Rewrite the lines starting at the one that contains "Get watch face" and ending at the one that contains "left=77, top=498, right=163, bottom=641", with "named fields" changed to "labeled fields" and all else left as it is.
┌─ Given records
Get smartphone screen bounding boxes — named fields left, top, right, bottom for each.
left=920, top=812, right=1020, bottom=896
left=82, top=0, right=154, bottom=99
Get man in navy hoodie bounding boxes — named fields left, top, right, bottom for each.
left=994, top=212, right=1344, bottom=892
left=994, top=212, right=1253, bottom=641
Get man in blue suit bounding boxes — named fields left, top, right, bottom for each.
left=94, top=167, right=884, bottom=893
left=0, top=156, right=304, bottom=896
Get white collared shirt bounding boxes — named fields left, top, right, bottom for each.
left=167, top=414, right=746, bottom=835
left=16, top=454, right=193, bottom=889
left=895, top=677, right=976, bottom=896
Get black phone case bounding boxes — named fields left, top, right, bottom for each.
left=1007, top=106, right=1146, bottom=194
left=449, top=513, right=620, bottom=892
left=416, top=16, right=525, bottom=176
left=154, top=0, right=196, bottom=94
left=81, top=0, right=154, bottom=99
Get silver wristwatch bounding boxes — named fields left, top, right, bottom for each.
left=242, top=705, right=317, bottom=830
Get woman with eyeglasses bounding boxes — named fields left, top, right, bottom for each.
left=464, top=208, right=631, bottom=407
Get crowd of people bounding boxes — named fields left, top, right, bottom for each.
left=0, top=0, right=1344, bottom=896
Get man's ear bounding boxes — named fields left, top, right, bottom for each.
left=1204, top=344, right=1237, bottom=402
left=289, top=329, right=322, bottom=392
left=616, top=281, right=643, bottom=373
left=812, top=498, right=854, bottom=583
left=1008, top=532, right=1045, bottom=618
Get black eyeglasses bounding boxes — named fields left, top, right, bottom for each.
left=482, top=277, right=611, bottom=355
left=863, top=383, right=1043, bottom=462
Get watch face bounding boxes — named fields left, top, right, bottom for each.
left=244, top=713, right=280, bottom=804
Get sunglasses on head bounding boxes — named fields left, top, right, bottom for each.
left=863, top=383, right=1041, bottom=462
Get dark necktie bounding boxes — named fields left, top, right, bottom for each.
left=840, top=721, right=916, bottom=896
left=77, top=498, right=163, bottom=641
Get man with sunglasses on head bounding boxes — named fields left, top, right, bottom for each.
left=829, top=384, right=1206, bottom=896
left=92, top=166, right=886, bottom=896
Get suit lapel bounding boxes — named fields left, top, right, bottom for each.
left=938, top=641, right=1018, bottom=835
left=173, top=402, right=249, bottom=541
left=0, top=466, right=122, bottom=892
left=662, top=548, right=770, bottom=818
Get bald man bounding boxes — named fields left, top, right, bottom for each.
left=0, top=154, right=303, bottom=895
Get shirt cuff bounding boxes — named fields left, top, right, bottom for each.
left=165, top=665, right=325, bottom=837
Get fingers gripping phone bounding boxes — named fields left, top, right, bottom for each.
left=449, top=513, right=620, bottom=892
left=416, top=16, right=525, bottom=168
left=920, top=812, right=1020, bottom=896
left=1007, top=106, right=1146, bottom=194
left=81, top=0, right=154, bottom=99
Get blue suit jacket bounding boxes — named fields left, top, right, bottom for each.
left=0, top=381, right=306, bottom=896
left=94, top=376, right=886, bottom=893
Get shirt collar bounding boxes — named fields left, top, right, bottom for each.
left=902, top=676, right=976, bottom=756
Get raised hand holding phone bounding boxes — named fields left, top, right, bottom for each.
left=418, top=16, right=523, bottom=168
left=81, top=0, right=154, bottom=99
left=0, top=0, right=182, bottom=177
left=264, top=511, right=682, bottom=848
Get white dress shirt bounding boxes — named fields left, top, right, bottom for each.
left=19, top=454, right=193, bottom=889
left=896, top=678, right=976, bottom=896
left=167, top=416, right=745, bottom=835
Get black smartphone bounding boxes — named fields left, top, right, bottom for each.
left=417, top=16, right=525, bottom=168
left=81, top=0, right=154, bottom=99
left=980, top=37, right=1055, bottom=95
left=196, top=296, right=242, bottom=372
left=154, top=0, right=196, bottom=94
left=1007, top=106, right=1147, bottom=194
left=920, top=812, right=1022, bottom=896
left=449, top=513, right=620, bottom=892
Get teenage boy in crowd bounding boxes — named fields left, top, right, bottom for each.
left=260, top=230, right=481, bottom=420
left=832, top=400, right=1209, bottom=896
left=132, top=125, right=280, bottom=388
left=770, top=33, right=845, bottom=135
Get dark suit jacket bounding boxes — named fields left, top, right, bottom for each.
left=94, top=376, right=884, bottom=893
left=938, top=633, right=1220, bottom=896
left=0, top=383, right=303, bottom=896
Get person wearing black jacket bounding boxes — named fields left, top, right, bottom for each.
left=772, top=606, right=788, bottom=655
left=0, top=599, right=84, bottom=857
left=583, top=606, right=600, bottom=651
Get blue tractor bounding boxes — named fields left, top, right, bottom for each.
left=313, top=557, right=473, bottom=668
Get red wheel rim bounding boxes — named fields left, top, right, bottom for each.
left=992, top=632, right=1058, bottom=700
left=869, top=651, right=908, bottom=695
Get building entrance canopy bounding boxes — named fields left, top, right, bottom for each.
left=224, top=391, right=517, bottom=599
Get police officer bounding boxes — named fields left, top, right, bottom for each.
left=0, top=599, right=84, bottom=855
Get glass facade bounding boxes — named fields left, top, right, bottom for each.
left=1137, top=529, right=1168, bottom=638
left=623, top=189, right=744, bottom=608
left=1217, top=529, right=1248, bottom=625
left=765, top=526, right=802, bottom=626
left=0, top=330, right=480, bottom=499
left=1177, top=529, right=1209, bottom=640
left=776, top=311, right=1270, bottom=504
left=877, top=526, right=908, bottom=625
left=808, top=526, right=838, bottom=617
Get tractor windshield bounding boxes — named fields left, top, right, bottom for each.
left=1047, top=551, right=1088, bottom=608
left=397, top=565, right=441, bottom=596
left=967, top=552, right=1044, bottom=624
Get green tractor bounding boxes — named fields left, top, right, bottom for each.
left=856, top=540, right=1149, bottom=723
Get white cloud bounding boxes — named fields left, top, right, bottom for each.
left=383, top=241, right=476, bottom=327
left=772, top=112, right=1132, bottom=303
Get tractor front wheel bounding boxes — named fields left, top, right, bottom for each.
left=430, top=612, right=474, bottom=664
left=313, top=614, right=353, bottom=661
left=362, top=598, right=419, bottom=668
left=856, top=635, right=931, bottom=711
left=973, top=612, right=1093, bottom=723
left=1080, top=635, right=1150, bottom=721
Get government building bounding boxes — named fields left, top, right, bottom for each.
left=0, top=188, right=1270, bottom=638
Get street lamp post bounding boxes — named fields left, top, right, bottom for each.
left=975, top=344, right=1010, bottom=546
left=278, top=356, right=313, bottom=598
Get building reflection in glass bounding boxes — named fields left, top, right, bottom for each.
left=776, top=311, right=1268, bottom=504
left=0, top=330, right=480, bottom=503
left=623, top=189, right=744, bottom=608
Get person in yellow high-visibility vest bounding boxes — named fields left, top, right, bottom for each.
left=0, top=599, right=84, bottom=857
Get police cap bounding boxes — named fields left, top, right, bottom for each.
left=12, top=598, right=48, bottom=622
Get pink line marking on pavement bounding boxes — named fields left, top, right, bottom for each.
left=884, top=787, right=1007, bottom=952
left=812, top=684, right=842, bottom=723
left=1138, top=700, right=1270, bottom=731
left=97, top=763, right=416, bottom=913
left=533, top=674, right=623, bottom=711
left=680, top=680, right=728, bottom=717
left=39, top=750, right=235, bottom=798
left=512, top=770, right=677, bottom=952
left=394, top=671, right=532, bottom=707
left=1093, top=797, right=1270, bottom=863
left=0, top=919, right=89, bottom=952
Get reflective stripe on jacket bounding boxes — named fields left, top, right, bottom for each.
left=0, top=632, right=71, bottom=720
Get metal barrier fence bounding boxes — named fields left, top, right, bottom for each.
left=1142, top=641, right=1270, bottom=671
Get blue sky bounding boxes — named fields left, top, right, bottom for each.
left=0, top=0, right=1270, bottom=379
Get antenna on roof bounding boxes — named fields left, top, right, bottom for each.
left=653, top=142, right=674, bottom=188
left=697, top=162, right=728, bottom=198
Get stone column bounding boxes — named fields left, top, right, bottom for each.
└─
**Finished task**
Get watch face bounding boxes — labeled fields left, top, right, bottom for each.
left=244, top=713, right=280, bottom=804
Get sunglasses on head bounding boxes — labeled fields left, top, right, bottom for each.
left=863, top=383, right=1041, bottom=462
Get dark necktie bounding boxes — labeled fields left, top, right, bottom for each.
left=840, top=721, right=916, bottom=896
left=77, top=498, right=163, bottom=641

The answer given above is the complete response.